Task requirements: Please reproduce, exactly and with nothing added, the line containing "Target: red maple tree" and every line after it to the end of the records.

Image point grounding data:
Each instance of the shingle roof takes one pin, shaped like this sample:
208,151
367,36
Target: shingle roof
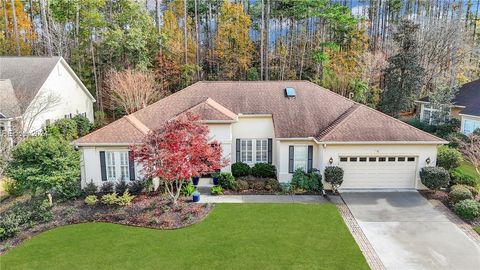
9,106
468,96
27,74
312,113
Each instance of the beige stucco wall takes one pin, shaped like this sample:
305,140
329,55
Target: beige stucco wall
421,151
72,99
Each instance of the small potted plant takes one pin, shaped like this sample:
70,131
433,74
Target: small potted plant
215,176
195,180
196,196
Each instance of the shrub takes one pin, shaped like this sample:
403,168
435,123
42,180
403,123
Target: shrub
110,198
241,185
9,226
107,187
136,187
83,125
334,176
264,170
216,190
272,185
449,158
226,180
188,189
125,199
240,169
459,193
434,177
90,189
91,200
461,178
69,190
306,181
121,187
12,187
467,209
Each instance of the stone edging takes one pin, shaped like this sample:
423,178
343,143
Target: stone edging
368,251
462,225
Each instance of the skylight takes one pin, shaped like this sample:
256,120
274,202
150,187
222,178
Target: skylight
290,92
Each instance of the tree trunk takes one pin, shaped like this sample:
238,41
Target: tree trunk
46,33
15,27
185,32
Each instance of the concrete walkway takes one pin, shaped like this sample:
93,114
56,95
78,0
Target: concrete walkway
407,232
268,199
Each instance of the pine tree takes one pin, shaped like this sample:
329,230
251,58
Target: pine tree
404,74
233,46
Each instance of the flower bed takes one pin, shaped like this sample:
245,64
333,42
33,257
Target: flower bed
150,211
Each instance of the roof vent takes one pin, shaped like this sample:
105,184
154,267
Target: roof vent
290,92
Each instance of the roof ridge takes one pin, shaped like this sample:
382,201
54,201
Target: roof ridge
339,120
137,124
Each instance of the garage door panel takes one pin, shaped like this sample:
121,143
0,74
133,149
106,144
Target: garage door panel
387,174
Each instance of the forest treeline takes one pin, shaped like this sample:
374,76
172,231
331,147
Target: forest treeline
383,53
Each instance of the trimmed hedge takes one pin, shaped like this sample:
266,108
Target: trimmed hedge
264,170
240,169
449,158
434,177
459,193
467,209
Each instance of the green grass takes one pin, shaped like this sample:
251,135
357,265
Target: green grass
234,236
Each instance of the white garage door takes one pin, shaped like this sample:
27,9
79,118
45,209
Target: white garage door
361,172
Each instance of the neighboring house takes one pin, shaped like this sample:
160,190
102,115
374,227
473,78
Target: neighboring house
466,108
292,124
35,91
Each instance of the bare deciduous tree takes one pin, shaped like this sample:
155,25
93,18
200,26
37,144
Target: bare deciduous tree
471,150
132,90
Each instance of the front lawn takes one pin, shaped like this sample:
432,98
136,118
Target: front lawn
233,236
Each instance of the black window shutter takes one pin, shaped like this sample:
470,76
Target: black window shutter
237,157
270,151
290,158
103,168
131,165
310,158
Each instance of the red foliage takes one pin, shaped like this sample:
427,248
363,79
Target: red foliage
179,150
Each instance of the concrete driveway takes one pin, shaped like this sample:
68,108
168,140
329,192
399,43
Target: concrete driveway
408,233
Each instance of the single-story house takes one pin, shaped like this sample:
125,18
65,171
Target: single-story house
292,124
35,91
466,108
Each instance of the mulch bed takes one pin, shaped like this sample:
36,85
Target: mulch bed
148,211
442,196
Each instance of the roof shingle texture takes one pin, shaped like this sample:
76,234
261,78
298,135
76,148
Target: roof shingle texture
312,113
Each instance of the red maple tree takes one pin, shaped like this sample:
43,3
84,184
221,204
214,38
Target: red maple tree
177,151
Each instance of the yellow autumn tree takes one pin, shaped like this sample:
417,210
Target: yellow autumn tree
173,33
26,35
233,46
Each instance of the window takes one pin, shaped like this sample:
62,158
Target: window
261,151
469,126
300,157
124,170
110,165
430,115
246,151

Solution to this problem:
Target: red maple tree
177,151
Each instance of the yellow autumn tree takes one pin, shaped like this sample:
417,210
Target: yellow autumn tree
173,33
26,35
233,46
Each instance of the window takes one pin, shaped like this sample:
62,158
Target: window
261,151
469,126
300,157
124,170
110,165
430,115
246,151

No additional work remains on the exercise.